→ **WHAT IS BEING ASKED**
What you output must be the exact lines from the first line of the data through the one holding "rough mask: <svg", with no pictures.

→ **DATASET ENTRIES**
- - -
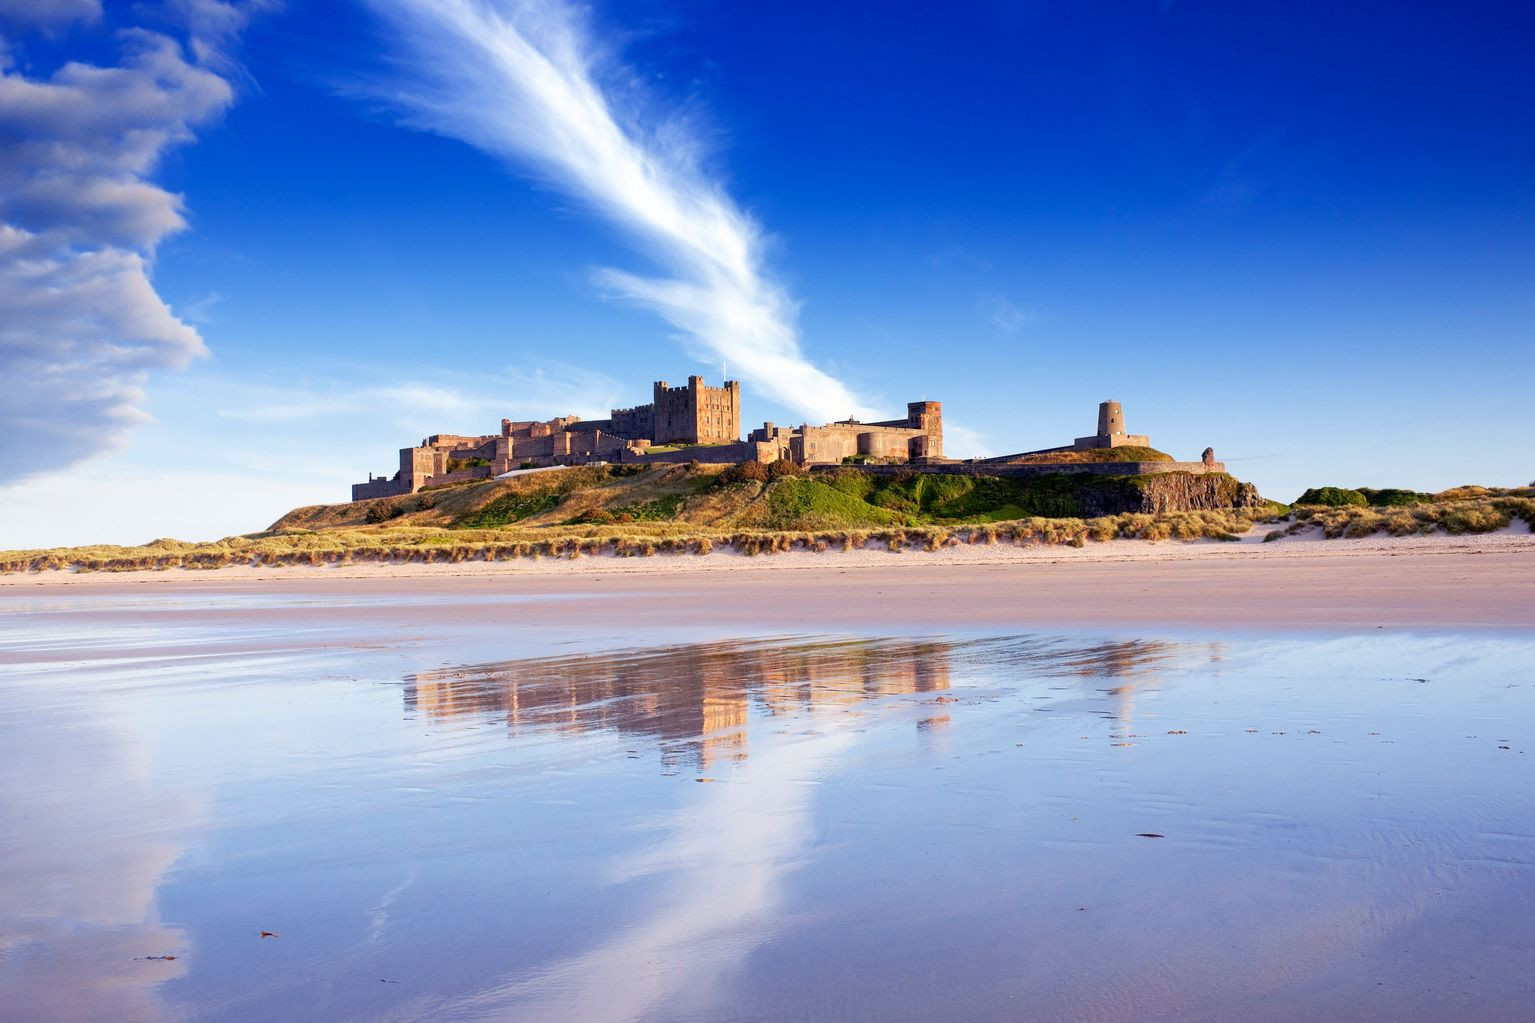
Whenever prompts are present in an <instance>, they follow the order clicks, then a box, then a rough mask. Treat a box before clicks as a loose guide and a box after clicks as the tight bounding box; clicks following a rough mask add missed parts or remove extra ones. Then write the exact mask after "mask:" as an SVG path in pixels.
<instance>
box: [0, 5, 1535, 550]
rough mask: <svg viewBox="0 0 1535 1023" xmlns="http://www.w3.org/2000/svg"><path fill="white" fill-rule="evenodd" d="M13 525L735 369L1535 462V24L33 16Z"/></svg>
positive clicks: (980, 442)
mask: <svg viewBox="0 0 1535 1023" xmlns="http://www.w3.org/2000/svg"><path fill="white" fill-rule="evenodd" d="M490 15H499V18H500V20H499V22H497V20H496V18H494V17H490ZM453 17H457V18H459V22H457V23H453V22H451V18H453ZM487 26H494V32H496V34H494V38H493V41H494V43H496V45H497V46H499V49H496V48H488V46H485V40H487V38H488V34H487V32H488V29H487ZM146 31H147V32H153V34H157V35H146V34H144V32H146ZM124 32H126V34H124ZM0 35H3V38H5V54H6V57H5V65H3V71H5V92H3V94H0V147H6V149H11V152H9V154H6V160H3V161H0V164H5V166H8V167H9V169H8V170H5V172H3V174H0V215H3V221H5V224H6V226H8V229H9V230H11V232H12V233H11V235H6V238H9V240H11V247H9V249H0V310H3V309H5V307H6V306H11V307H12V316H11V319H12V323H14V324H21V327H18V329H11V330H8V329H6V327H3V326H0V359H3V361H0V370H3V375H5V378H6V387H5V392H8V393H9V396H8V398H0V427H3V429H5V432H6V436H8V445H6V447H8V452H9V455H6V456H3V458H5V461H3V462H0V468H3V472H5V473H6V476H8V478H12V479H18V482H14V484H11V485H6V487H3V488H0V547H26V545H45V544H63V542H89V541H118V542H138V541H144V539H149V538H152V536H161V535H177V536H186V538H193V539H200V538H212V536H221V535H229V533H236V531H249V530H255V528H261V527H264V525H266V524H267V522H270V521H272V519H275V518H276V516H278V515H281V513H282V512H286V510H287V508H289V507H293V505H296V504H318V502H327V501H338V499H344V498H345V495H347V484H348V482H352V481H355V479H364V478H365V476H367V473H368V472H370V470H371V472H385V470H390V468H391V467H393V464H394V449H398V447H401V445H404V444H411V442H414V441H418V439H419V438H421V436H422V435H424V433H427V432H456V433H480V432H491V430H493V429H494V427H496V422H497V421H499V418H500V416H502V415H510V416H520V415H537V416H546V415H559V413H565V412H579V413H583V415H602V413H603V410H605V409H608V407H609V406H611V404H622V406H628V404H634V402H635V401H645V399H646V396H648V393H649V382H651V381H652V379H659V378H665V379H671V381H678V379H683V378H686V376H688V375H689V373H703V375H706V376H708V378H709V379H711V381H715V379H717V378H718V376H720V366H721V361H723V363H726V364H728V369H729V372H731V375H732V376H740V378H743V381H744V384H743V390H744V404H746V419H748V429H749V424H751V422H757V421H763V419H774V421H778V422H800V421H804V419H810V421H818V419H826V418H840V416H843V415H847V413H849V412H855V410H857V412H861V413H875V412H883V413H886V415H898V413H900V410H901V409H903V407H904V402H906V401H909V399H916V398H930V399H941V401H944V412H946V421H947V424H949V425H950V433H949V449H950V453H958V455H972V453H1004V452H1012V450H1024V449H1033V447H1044V445H1051V444H1058V442H1062V441H1067V439H1070V438H1071V436H1076V435H1079V433H1085V432H1088V430H1090V429H1091V425H1093V419H1094V407H1096V402H1098V401H1101V399H1104V398H1114V399H1119V401H1122V402H1124V404H1125V410H1127V418H1128V424H1130V429H1131V430H1134V432H1145V433H1150V435H1151V438H1153V442H1156V444H1157V445H1159V447H1162V449H1165V450H1170V452H1173V453H1176V455H1180V456H1187V458H1191V456H1197V453H1199V452H1200V450H1202V449H1203V447H1205V445H1207V444H1210V445H1214V449H1216V452H1217V455H1219V456H1222V458H1223V459H1226V462H1228V467H1230V468H1231V470H1233V472H1234V473H1236V475H1239V476H1242V478H1245V479H1251V481H1254V482H1257V484H1259V487H1260V490H1262V492H1263V493H1266V495H1269V496H1274V498H1279V499H1292V498H1294V496H1296V495H1297V493H1299V492H1300V490H1302V488H1305V487H1306V485H1312V484H1352V485H1411V487H1421V488H1440V487H1448V485H1454V484H1461V482H1486V484H1504V485H1512V484H1524V482H1527V481H1529V479H1530V478H1532V476H1535V462H1532V461H1530V459H1529V458H1527V456H1526V450H1524V449H1526V444H1524V438H1526V436H1529V435H1530V433H1532V430H1535V413H1532V410H1530V402H1529V396H1527V392H1529V390H1530V379H1535V69H1532V63H1535V61H1530V58H1529V54H1530V52H1532V49H1535V8H1530V6H1527V5H1510V3H1486V5H1464V6H1457V8H1455V9H1449V8H1448V6H1446V5H1434V3H1421V5H1415V3H1378V5H1369V3H1357V5H1296V3H1285V5H1280V3H1274V5H1265V3H1243V5H1225V3H1185V2H1182V0H1174V2H1162V3H1156V2H1150V3H1128V2H1127V3H1098V5H1081V3H973V5H949V6H947V8H946V9H944V11H942V12H941V14H935V9H933V8H932V5H915V3H912V5H900V3H841V5H810V3H803V5H801V3H781V5H738V3H703V2H697V3H668V5H663V3H654V2H643V3H642V2H623V3H597V5H594V6H593V8H569V6H566V5H563V3H560V2H557V0H542V2H540V3H491V2H488V0H487V2H484V3H482V2H479V0H431V2H428V0H355V2H353V0H342V2H338V3H324V5H318V3H302V2H301V0H289V2H287V3H282V5H278V3H247V5H227V3H216V2H215V0H180V2H177V3H169V5H149V3H126V5H111V3H107V5H104V6H100V5H97V3H95V0H58V2H57V3H38V2H37V0H0ZM146 40H158V41H153V45H155V46H163V48H170V49H163V51H157V52H158V54H160V55H158V57H157V60H158V61H160V63H158V65H155V68H153V69H152V71H144V68H146V65H144V58H143V55H141V54H143V52H144V48H146V46H149V45H150V43H147V41H146ZM513 43H514V45H513ZM519 46H522V49H519ZM134 54H140V55H138V57H134ZM545 58H548V66H546V68H545V66H543V65H537V68H534V63H537V61H542V60H545ZM135 60H137V61H138V63H134V61H135ZM69 61H75V66H77V71H74V72H72V71H71V69H69V66H68V65H69ZM81 65H87V66H92V68H95V69H124V68H127V69H130V71H134V69H137V71H135V72H134V74H137V77H132V75H129V77H127V78H124V81H117V80H97V78H94V77H91V75H83V74H81V72H78V66H81ZM539 68H542V69H543V71H550V72H551V75H553V78H551V77H550V75H542V77H540V74H536V72H537V71H539ZM551 81H554V84H551ZM583 89H589V92H583ZM69 91H74V92H72V94H71V92H69ZM71 98H72V100H80V101H81V103H80V109H83V111H87V112H89V114H91V115H89V117H86V115H84V114H81V115H75V117H64V115H61V114H58V109H63V108H58V106H54V104H55V103H66V101H69V100H71ZM573 103H574V104H573ZM593 111H600V112H602V114H603V115H605V117H608V118H609V120H608V121H603V118H602V117H594V115H593ZM114 118H115V120H114ZM588 121H589V123H588ZM573 123H576V124H577V127H579V131H577V129H571V124H573ZM129 129H132V131H129ZM608 129H612V131H611V132H609V131H608ZM146 132H147V134H146ZM614 132H616V134H614ZM146 138H147V141H146ZM43 143H48V144H43ZM81 154H84V155H83V157H81ZM81 166H86V167H87V172H86V170H80V169H78V167H81ZM637 175H640V177H637ZM645 175H651V177H645ZM642 177H643V184H637V181H640V178H642ZM60 181H64V183H66V184H68V187H63V186H58V183H60ZM81 197H86V198H81ZM91 197H95V198H91ZM103 197H104V198H103ZM87 198H89V201H87ZM17 232H21V233H17ZM23 243H25V244H23ZM40 250H43V252H46V253H48V255H46V258H43V261H41V263H38V260H40V258H41V257H38V252H40ZM103 260H106V261H109V263H111V266H112V267H115V269H114V270H112V273H115V275H117V276H112V278H111V281H112V287H111V289H106V290H103V289H101V287H94V289H92V290H77V292H71V290H68V289H69V287H83V286H80V280H81V272H80V267H81V266H89V267H95V269H97V270H98V269H100V266H101V263H103ZM114 260H115V261H114ZM37 266H46V269H48V273H38V272H34V269H35V267H37ZM29 267H31V269H29ZM92 272H95V270H92ZM49 275H52V276H49ZM91 280H92V281H98V280H100V278H98V276H97V278H91ZM60 281H64V284H60ZM140 284H143V287H140ZM118 286H120V287H118ZM48 289H54V290H48ZM60 289H63V290H60ZM149 289H152V292H150V290H149ZM45 292H46V293H49V295H64V296H66V298H68V296H72V295H78V298H69V301H68V303H64V301H63V300H60V303H54V304H49V303H37V301H34V300H35V298H37V296H38V295H43V293H45ZM91 301H103V303H111V307H103V312H100V315H94V316H89V318H87V319H89V324H87V326H84V327H83V326H81V319H86V318H83V316H81V315H80V303H91ZM124 309H130V310H134V316H127V315H123V310H124ZM146 324H147V326H146ZM81 330H83V332H84V335H80V336H77V333H78V332H81ZM114 330H117V332H121V333H126V335H130V336H132V343H130V344H126V346H124V344H120V343H115V341H114V333H112V332H114ZM72 332H75V333H72ZM86 335H89V336H86ZM124 350H127V352H130V355H127V356H124V355H123V352H124Z"/></svg>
- - -
→ **YOUR SOLUTION**
Whenever prompts are present in an <instance>, they follow the order clicks, then a box, then a rough mask. Treat a box before clicks as a loose guide and a box after clicks as the tight bounding box; clicks following a rough mask add missed parts or remove extra ones. Then write the exact mask after "mask:" as an SVG path in pixels.
<instance>
box: [0, 5, 1535, 550]
rough mask: <svg viewBox="0 0 1535 1023" xmlns="http://www.w3.org/2000/svg"><path fill="white" fill-rule="evenodd" d="M13 525L735 369L1535 462V24L33 16Z"/></svg>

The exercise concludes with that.